> Extract provided:
^^^^

As some of you know, I still do some live gigs beside the studio work. Although it is less and less year by year because I feel I need less night work and long travelling and night driving. And frankly many times I’m fed up with the constant high SPL too. Call this the natural process of getting older, I’d like to call it getting more focused on tasks that really matters to me on the long term.
Facts of life… live sound
We’re still in the club season here which means most gigs happen in smaller, and technically challenged clubs. Which mean one thing: compromise! Nothing new here, we all know that the whole live sound scene is saturated with compromise, in fact, most of the time it’s built upon it.
I think I’m quite well prepared for anything, but still, after many months in the studio with almost limitless possibilities it’s hard to accept the fact that suddenly many things are just as they are no matter what I do, I can’t control very important things even though these things seriously affect the outcome of the gig. Still, I have to be the one who convince the musicians that this is going to be great. In live sound you must be in a “I solve it all” superhero state in order to really tackle all the issues.
Sometimes even organising the stage so every instrument and musician have enough space to function is a challenge. And at this point I don’t even start to talk about monitoring. In the club season generally I insist on mixing the monitors myself as well as the FOH. I know the musicians pretty well, know their needs, what they like and how they like it. It’s easier. A bit more work but the comfort of knowing that it’s done properly is well worth the extra effort. You know, it’s like the headphone mix in the studio, if it’s bad, the performance will suffer. The same goes here, they must feel comfortable on stage or else the whole show is going to be a fight for their life, which inevitably degrades the performance.

^^^^

> Record set:
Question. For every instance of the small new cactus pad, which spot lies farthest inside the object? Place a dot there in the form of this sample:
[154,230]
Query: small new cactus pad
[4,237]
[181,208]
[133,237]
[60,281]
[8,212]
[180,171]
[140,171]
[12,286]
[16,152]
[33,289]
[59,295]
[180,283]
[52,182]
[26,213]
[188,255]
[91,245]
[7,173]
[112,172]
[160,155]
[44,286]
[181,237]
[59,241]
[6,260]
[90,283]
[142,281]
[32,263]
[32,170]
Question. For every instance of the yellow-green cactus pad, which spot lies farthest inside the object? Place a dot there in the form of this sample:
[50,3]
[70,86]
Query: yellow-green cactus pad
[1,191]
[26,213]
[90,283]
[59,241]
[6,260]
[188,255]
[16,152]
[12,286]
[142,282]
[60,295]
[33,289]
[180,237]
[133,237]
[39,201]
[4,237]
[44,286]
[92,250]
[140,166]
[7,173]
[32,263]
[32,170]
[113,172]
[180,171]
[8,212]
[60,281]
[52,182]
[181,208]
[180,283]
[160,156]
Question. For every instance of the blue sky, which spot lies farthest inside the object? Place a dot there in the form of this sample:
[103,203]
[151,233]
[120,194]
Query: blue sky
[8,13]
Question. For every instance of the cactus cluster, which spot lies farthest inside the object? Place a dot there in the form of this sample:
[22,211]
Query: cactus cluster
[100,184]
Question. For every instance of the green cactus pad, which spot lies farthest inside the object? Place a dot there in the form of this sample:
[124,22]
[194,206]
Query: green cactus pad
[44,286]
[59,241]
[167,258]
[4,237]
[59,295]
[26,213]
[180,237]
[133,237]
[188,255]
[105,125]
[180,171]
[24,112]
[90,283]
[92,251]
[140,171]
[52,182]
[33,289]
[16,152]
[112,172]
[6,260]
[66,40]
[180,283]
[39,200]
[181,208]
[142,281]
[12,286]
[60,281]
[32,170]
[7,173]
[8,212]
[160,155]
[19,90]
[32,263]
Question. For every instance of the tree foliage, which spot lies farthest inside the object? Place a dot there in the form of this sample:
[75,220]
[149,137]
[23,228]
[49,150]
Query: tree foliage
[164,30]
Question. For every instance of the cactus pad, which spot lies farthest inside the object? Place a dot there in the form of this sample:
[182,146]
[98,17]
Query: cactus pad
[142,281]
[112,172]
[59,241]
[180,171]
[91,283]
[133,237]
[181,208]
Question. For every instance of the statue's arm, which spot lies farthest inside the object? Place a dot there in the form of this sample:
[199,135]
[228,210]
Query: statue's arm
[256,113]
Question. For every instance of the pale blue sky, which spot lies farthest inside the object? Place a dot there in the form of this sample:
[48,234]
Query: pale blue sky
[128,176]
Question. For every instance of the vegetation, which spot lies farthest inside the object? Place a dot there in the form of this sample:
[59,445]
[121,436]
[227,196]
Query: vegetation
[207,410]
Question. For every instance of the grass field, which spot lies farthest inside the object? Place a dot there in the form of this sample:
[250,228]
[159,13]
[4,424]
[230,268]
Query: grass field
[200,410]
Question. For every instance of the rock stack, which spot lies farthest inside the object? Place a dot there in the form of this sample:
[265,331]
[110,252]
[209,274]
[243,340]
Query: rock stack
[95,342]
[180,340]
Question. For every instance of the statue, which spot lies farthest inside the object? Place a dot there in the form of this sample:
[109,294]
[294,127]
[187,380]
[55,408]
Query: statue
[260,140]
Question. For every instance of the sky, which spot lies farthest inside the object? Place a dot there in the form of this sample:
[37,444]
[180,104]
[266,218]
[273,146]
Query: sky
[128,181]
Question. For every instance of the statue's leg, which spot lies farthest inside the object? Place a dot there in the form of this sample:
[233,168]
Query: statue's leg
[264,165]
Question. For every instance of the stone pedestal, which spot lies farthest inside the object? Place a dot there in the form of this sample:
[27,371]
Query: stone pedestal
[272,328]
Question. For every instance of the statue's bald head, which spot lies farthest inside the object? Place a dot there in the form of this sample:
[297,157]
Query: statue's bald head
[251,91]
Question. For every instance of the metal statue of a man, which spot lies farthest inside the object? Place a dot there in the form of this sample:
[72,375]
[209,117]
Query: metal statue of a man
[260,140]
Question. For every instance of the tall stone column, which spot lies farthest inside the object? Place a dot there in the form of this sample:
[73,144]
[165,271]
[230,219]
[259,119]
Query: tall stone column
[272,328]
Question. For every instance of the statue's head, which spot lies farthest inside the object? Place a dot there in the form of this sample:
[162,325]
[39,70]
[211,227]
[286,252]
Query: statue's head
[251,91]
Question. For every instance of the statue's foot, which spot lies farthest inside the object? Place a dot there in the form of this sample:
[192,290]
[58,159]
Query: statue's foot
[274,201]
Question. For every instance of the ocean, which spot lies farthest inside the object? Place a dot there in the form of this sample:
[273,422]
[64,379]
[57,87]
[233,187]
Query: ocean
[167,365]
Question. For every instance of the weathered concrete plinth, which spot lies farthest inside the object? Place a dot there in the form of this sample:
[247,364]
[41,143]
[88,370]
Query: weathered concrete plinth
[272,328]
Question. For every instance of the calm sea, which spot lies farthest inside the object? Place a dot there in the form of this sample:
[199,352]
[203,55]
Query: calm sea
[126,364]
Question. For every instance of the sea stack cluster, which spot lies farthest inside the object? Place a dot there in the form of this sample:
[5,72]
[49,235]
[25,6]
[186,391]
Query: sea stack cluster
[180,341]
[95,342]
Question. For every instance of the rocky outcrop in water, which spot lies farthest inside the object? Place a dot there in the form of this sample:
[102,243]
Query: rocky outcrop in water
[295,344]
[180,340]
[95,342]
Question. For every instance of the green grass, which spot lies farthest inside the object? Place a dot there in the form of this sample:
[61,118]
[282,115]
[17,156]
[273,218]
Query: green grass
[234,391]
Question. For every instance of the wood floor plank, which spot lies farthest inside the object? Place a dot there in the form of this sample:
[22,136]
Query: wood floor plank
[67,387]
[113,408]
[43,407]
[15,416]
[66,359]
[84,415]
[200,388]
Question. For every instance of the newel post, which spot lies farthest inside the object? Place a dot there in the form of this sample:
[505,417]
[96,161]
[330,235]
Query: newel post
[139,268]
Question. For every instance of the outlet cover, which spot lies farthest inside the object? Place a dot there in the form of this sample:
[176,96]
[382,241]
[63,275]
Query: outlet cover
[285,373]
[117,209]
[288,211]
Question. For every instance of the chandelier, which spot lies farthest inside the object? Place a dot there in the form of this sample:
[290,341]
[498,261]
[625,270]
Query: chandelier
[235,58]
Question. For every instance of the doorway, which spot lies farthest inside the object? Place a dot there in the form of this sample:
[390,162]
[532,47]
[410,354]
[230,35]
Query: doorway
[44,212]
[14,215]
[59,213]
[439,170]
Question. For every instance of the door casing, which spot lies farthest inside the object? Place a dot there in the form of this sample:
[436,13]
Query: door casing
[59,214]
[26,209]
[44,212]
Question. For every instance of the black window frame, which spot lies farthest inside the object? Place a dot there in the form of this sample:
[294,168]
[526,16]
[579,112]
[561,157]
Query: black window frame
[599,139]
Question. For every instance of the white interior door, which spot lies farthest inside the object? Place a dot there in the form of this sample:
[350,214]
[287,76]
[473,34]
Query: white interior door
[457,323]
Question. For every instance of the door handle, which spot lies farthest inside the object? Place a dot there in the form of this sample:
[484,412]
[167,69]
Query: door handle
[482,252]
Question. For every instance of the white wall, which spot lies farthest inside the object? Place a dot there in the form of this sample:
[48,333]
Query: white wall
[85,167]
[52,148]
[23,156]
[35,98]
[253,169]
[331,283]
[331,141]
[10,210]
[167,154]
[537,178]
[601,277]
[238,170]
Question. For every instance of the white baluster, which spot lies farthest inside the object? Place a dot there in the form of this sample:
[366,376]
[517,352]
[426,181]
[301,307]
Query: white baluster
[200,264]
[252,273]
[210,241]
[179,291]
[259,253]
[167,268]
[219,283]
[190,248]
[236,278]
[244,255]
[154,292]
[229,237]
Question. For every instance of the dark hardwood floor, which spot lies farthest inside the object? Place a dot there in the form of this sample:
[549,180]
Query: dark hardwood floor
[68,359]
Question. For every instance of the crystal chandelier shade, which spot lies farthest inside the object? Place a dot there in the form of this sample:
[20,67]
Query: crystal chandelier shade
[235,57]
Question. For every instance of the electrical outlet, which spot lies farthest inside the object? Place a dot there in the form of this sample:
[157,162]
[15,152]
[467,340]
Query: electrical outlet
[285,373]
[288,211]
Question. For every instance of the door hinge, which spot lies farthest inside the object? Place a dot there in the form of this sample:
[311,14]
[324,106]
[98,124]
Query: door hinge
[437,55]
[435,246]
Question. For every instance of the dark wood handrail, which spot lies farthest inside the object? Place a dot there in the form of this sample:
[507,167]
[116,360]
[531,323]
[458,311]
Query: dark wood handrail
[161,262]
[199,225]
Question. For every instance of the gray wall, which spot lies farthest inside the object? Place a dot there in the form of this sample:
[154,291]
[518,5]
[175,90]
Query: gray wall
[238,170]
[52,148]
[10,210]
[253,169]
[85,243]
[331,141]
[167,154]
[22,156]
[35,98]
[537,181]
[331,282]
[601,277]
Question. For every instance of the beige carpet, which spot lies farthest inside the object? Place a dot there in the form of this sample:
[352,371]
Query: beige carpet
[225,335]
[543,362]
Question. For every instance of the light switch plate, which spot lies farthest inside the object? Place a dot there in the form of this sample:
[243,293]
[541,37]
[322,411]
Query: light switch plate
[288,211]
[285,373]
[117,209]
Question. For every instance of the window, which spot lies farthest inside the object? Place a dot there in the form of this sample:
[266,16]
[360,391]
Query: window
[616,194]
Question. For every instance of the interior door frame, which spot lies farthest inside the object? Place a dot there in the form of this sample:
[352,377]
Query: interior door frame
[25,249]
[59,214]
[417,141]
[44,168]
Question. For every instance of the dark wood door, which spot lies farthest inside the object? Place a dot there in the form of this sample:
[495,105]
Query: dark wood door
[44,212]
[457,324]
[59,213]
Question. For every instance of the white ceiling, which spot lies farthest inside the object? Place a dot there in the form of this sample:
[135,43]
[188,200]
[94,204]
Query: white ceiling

^^^^

> Instructions:
**1)** Reproduce the part of the live sound post starting at "I think I’m" and ending at "all the issues.".
**2)** Condense the paragraph of the live sound post that begins "Sometimes even organising the stage", keeping its main facts.

> Exercise solutions:
**1)**
I think I’m quite well prepared for anything, but still, after many months in the studio with almost limitless possibilities it’s hard to accept the fact that suddenly many things are just as they are no matter what I do, I can’t control very important things even though these things seriously affect the outcome of the gig. Still, I have to be the one who convince the musicians that this is going to be great. In live sound you must be in a “I solve it all” superhero state in order to really tackle all the issues.

**2)** Even arranging the stage so that every instrument and musician has enough room can be hard, and that is before monitoring comes in. During the club season, the writer insists on mixing both the monitors and the FOH. Knowing the musicians' needs and preferences makes this easier, and the extra work is worth the certainty that it is done properly. As with a studio headphone mix, a bad monitor mix hurts the performance. Musicians who are not comfortable on stage end up fighting through the whole show.